#### DATA FOR THIS TASK ####

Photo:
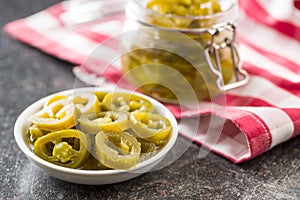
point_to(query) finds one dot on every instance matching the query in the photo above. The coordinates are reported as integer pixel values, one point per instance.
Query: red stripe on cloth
(287, 85)
(294, 67)
(294, 114)
(100, 38)
(234, 100)
(35, 39)
(255, 11)
(56, 10)
(257, 132)
(96, 37)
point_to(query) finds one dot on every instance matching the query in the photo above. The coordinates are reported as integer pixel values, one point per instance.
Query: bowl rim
(19, 135)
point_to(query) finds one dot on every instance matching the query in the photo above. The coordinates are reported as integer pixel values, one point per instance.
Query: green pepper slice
(148, 150)
(118, 101)
(59, 115)
(149, 126)
(105, 121)
(117, 150)
(87, 102)
(67, 148)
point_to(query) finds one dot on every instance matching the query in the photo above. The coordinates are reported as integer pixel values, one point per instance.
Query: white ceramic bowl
(91, 177)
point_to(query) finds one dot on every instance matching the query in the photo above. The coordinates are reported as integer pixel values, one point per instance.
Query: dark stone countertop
(26, 75)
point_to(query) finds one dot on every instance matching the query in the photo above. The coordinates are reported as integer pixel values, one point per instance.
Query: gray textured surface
(27, 74)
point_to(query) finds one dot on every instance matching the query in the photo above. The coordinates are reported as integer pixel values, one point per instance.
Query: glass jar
(166, 53)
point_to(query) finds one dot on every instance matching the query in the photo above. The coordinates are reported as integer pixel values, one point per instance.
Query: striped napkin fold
(258, 116)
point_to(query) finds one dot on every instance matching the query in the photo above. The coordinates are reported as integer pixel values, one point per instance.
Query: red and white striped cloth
(259, 115)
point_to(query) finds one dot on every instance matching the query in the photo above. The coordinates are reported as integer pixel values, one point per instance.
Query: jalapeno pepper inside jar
(158, 42)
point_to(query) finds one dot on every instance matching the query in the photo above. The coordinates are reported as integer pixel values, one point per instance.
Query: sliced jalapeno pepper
(59, 115)
(105, 121)
(118, 101)
(87, 102)
(67, 148)
(117, 150)
(149, 126)
(148, 150)
(54, 98)
(36, 132)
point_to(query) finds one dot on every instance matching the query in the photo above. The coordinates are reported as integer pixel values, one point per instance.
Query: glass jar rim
(231, 7)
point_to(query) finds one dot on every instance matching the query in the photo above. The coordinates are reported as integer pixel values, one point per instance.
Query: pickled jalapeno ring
(148, 149)
(117, 150)
(67, 148)
(55, 98)
(105, 121)
(149, 126)
(118, 101)
(87, 102)
(59, 115)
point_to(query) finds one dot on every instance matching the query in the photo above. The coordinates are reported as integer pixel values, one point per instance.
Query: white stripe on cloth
(235, 147)
(251, 56)
(68, 38)
(282, 10)
(263, 89)
(280, 124)
(268, 39)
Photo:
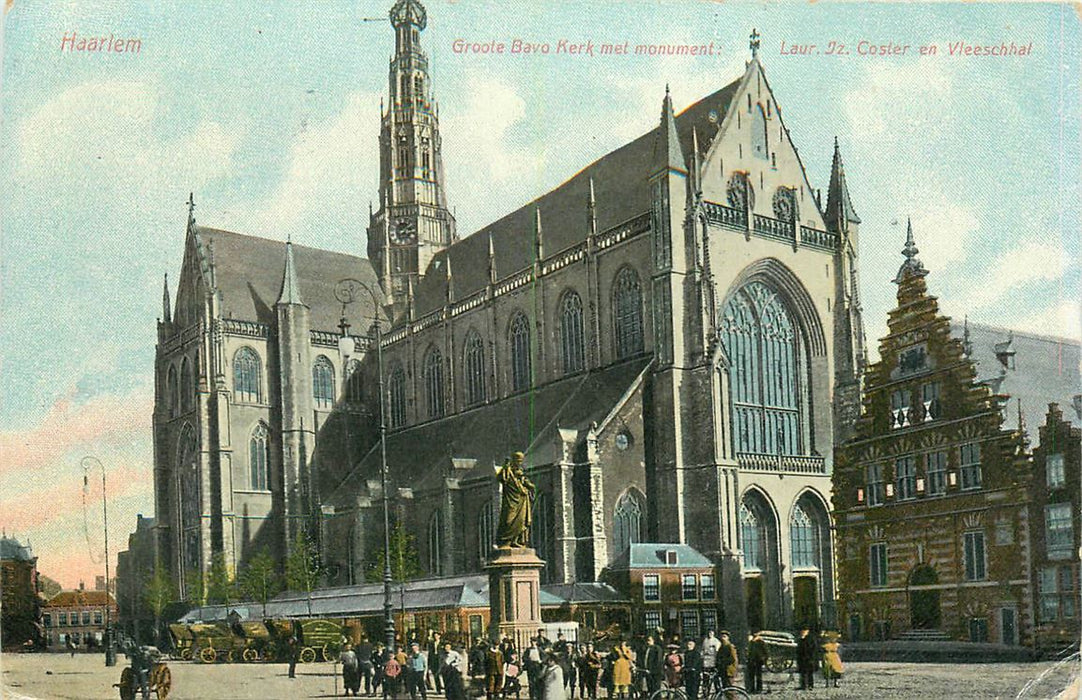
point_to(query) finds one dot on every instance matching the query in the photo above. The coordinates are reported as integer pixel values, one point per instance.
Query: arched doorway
(759, 540)
(923, 603)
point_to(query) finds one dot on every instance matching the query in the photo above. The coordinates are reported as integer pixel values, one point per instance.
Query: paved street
(43, 676)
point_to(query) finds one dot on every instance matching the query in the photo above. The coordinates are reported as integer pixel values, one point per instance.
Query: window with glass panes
(905, 477)
(688, 589)
(936, 470)
(1058, 530)
(1054, 470)
(689, 623)
(875, 488)
(970, 464)
(651, 588)
(975, 556)
(707, 591)
(879, 565)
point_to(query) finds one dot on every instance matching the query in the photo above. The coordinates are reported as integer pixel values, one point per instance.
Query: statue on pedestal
(516, 507)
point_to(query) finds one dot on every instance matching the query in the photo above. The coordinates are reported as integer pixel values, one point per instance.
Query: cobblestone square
(60, 677)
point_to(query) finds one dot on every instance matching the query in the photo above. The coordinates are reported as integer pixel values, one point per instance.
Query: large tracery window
(322, 382)
(571, 334)
(628, 520)
(258, 459)
(247, 375)
(762, 343)
(396, 397)
(805, 539)
(519, 333)
(434, 382)
(474, 355)
(628, 312)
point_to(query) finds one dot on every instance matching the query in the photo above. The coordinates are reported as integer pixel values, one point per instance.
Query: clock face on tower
(404, 230)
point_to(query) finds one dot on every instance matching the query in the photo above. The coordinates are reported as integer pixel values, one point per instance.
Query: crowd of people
(563, 670)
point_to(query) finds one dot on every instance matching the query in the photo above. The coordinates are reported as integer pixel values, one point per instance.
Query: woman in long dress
(552, 681)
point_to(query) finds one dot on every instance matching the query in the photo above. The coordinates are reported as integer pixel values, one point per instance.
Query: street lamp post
(110, 652)
(345, 291)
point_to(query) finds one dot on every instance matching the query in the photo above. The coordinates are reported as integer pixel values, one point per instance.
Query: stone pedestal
(514, 594)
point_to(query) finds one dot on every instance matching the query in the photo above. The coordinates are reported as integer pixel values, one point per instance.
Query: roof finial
(912, 265)
(192, 210)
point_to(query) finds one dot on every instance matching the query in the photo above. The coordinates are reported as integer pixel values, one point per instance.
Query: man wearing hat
(727, 659)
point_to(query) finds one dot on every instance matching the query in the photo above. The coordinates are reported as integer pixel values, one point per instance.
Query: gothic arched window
(474, 356)
(628, 520)
(187, 387)
(322, 382)
(247, 375)
(760, 146)
(519, 333)
(628, 313)
(354, 382)
(187, 469)
(804, 537)
(571, 334)
(752, 538)
(434, 382)
(396, 397)
(486, 530)
(258, 459)
(762, 342)
(435, 553)
(172, 393)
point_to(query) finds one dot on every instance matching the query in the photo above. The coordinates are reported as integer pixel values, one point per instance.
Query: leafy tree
(220, 585)
(405, 560)
(260, 580)
(303, 567)
(195, 588)
(158, 592)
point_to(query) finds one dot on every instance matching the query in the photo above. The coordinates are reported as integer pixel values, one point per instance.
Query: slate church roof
(490, 433)
(1037, 369)
(248, 271)
(621, 193)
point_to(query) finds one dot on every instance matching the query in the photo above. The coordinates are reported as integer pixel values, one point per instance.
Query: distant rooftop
(654, 555)
(1034, 369)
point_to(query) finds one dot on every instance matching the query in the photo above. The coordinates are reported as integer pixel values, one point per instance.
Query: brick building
(933, 497)
(79, 616)
(671, 588)
(18, 583)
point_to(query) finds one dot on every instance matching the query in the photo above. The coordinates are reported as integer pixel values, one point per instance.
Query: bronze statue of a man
(516, 509)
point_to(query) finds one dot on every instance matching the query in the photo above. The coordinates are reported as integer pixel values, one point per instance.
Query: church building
(672, 337)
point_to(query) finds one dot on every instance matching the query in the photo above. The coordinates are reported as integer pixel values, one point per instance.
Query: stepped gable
(248, 273)
(621, 192)
(490, 433)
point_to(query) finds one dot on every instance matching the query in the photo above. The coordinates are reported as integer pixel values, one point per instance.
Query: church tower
(412, 222)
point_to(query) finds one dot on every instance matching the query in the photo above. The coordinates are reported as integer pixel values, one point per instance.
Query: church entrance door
(924, 604)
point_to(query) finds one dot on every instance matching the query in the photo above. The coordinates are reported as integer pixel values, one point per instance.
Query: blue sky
(268, 111)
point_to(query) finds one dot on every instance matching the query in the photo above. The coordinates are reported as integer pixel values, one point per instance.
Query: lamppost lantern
(87, 462)
(347, 291)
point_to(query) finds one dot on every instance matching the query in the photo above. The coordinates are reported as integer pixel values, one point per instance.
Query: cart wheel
(127, 685)
(165, 682)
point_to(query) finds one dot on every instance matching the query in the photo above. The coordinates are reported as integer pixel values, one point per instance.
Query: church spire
(290, 288)
(667, 150)
(167, 306)
(840, 212)
(912, 266)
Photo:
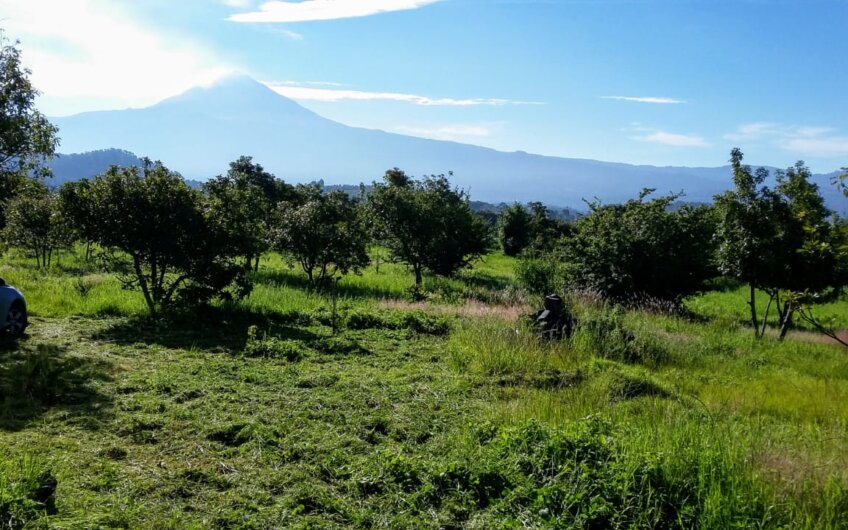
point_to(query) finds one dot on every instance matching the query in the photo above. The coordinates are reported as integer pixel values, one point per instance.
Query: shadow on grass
(208, 328)
(35, 380)
(299, 281)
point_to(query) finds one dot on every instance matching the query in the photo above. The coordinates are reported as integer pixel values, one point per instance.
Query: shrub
(272, 347)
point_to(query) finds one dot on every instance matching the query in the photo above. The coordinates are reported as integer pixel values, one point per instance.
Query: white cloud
(457, 132)
(806, 140)
(307, 10)
(647, 99)
(668, 138)
(310, 93)
(91, 51)
(241, 4)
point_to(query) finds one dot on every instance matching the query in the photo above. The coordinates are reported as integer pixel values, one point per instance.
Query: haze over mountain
(199, 132)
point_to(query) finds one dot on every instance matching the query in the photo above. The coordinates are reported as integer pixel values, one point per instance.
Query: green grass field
(442, 414)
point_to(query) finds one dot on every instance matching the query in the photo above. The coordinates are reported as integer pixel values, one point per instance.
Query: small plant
(271, 347)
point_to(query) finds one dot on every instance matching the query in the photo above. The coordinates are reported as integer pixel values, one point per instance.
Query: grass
(442, 414)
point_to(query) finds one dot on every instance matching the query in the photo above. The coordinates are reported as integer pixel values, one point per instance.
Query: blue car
(13, 316)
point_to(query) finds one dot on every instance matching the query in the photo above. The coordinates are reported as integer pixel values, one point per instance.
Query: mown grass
(429, 415)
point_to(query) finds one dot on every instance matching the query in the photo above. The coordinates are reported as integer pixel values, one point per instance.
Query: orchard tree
(27, 139)
(514, 231)
(326, 234)
(244, 200)
(641, 248)
(426, 224)
(175, 247)
(35, 222)
(783, 241)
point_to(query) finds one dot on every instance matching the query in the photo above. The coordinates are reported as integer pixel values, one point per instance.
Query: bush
(642, 248)
(271, 347)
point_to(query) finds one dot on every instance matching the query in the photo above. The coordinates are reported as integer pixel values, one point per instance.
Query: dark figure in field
(554, 322)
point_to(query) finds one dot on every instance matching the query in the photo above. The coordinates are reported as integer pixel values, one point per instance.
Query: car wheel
(16, 321)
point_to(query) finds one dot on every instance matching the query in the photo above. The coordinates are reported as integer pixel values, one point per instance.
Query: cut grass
(442, 414)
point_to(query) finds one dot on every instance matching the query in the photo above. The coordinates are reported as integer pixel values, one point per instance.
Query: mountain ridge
(201, 130)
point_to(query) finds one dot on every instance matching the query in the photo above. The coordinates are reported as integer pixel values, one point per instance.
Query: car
(13, 315)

####

## SET TASK
Tally the lines in the data above that contain the word "dark" and reply with only that number.

## SOLUTION
2